Data records section start

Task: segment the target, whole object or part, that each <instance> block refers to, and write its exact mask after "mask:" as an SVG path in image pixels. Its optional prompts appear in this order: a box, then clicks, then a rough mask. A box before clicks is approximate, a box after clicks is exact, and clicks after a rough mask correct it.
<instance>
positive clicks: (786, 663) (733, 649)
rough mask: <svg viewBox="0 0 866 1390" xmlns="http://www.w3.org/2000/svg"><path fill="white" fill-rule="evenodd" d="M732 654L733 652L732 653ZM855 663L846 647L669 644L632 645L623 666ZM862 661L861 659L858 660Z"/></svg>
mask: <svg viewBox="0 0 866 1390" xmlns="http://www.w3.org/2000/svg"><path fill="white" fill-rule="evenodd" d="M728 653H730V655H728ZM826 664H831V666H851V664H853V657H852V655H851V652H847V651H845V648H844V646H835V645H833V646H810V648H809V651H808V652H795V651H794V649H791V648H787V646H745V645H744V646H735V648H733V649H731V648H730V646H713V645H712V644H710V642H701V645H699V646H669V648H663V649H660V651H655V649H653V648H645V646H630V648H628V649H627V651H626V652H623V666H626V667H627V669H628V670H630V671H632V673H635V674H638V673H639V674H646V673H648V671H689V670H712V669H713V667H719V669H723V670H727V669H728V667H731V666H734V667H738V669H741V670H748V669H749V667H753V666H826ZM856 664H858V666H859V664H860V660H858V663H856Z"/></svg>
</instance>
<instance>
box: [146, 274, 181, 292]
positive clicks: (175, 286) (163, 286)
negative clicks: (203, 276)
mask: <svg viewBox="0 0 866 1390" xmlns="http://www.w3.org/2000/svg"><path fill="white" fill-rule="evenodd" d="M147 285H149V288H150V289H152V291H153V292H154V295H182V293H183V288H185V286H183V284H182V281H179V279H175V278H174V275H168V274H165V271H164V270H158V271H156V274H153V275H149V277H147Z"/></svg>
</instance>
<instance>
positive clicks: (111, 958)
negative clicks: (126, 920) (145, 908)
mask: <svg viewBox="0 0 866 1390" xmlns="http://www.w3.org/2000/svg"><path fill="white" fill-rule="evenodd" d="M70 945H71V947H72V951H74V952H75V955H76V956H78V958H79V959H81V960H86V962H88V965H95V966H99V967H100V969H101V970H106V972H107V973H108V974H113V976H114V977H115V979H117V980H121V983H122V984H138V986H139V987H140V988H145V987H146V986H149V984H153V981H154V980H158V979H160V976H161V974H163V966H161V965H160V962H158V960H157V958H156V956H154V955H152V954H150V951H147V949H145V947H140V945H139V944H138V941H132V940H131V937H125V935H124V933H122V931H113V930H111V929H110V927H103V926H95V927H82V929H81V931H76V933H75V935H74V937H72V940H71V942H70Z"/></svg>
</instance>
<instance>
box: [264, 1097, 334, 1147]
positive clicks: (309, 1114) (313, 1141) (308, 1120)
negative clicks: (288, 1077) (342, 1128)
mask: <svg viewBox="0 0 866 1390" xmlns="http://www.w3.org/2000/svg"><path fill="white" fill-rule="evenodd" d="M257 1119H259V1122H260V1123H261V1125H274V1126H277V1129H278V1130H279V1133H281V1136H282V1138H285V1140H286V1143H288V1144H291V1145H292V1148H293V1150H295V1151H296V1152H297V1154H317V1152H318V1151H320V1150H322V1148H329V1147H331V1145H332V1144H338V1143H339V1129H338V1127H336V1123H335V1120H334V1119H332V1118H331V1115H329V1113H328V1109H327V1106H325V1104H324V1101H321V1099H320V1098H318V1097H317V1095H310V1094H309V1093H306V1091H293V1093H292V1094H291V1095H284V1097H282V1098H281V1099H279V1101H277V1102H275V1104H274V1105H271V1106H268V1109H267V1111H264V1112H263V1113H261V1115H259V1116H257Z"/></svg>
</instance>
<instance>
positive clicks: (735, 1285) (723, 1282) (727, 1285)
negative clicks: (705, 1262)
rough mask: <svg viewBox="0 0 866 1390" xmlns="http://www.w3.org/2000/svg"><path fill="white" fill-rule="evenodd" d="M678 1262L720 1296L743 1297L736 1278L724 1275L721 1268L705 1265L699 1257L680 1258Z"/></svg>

Data records section end

→ Task to complete
Copy every entry exactly, missing none.

→ Task answer
Task: segment the target, whole object or part, that each <instance> block refers to, and write its exact mask after "mask:" as an SVG path in image pixels. Its optional prompts appear in this order: a box, then clicks, then a rough mask. A box before clicks is approximate, a box after clicks is exact, and clicks after a rough mask correct it.
<instance>
positive clicks: (786, 663) (733, 649)
rough mask: <svg viewBox="0 0 866 1390" xmlns="http://www.w3.org/2000/svg"><path fill="white" fill-rule="evenodd" d="M732 654L733 652L732 653ZM855 663L846 647L669 644L632 645L623 666ZM862 661L861 659L858 660Z"/></svg>
mask: <svg viewBox="0 0 866 1390" xmlns="http://www.w3.org/2000/svg"><path fill="white" fill-rule="evenodd" d="M728 653H730V655H728ZM826 664H831V666H851V664H853V657H852V655H851V652H847V651H845V648H844V646H835V645H833V646H810V648H809V651H808V652H795V651H794V649H791V648H787V646H745V645H744V646H735V648H733V649H731V648H730V646H713V645H712V644H710V642H701V645H699V646H669V648H663V649H660V651H655V649H653V648H645V646H630V648H628V649H627V651H626V652H623V666H626V667H627V669H628V670H630V671H632V673H635V674H638V673H639V674H646V673H648V671H689V670H712V669H713V667H719V669H723V670H727V669H728V667H731V666H734V667H738V669H741V670H748V669H749V667H753V666H826ZM856 664H858V666H859V664H860V660H858V663H856Z"/></svg>
</instance>
<instance>
box: [146, 274, 181, 292]
positive clicks: (175, 286) (163, 286)
negative clicks: (203, 276)
mask: <svg viewBox="0 0 866 1390" xmlns="http://www.w3.org/2000/svg"><path fill="white" fill-rule="evenodd" d="M147 285H149V288H150V289H152V291H153V292H154V295H182V293H183V288H185V286H183V284H182V281H179V279H175V278H174V275H168V274H165V271H164V270H158V271H156V274H153V275H149V277H147Z"/></svg>
</instance>
<instance>
positive clicks: (111, 958)
negative clicks: (126, 920) (145, 908)
mask: <svg viewBox="0 0 866 1390" xmlns="http://www.w3.org/2000/svg"><path fill="white" fill-rule="evenodd" d="M70 945H71V947H72V951H74V952H75V955H76V956H78V958H79V959H81V960H86V962H88V965H95V966H99V967H100V969H101V970H106V972H107V973H108V974H113V976H114V977H115V979H117V980H121V983H122V984H138V986H139V987H140V988H145V987H146V986H149V984H153V981H154V980H158V979H160V976H161V974H163V966H161V965H160V962H158V960H157V958H156V956H154V955H152V954H150V951H147V949H145V947H140V945H139V944H138V941H132V940H131V937H125V935H124V933H122V931H113V930H111V929H110V927H103V926H95V927H82V929H81V931H76V933H75V935H74V937H72V940H71V942H70Z"/></svg>
</instance>
<instance>
box: [264, 1097, 334, 1147]
positive clicks: (309, 1114) (313, 1141) (308, 1120)
negative clicks: (288, 1077) (342, 1128)
mask: <svg viewBox="0 0 866 1390" xmlns="http://www.w3.org/2000/svg"><path fill="white" fill-rule="evenodd" d="M257 1119H259V1122H260V1123H261V1125H274V1126H277V1129H278V1130H279V1133H281V1136H282V1138H285V1140H286V1143H288V1144H291V1145H292V1148H293V1150H295V1151H296V1152H297V1154H317V1152H318V1151H320V1150H322V1148H329V1147H331V1145H332V1144H338V1143H339V1129H338V1127H336V1123H335V1120H334V1119H332V1118H331V1115H329V1113H328V1109H327V1106H325V1104H324V1101H321V1099H320V1098H318V1097H317V1095H310V1094H309V1093H306V1091H293V1093H292V1094H291V1095H284V1097H282V1098H281V1099H279V1101H277V1102H275V1104H274V1105H271V1106H268V1109H267V1111H264V1112H263V1113H261V1115H259V1116H257Z"/></svg>
</instance>
<instance>
positive clicks: (735, 1285) (723, 1282) (727, 1285)
negative clicks: (705, 1262)
rough mask: <svg viewBox="0 0 866 1390" xmlns="http://www.w3.org/2000/svg"><path fill="white" fill-rule="evenodd" d="M678 1262L720 1296L743 1297L736 1278L724 1275L721 1268L705 1265L699 1257L680 1258Z"/></svg>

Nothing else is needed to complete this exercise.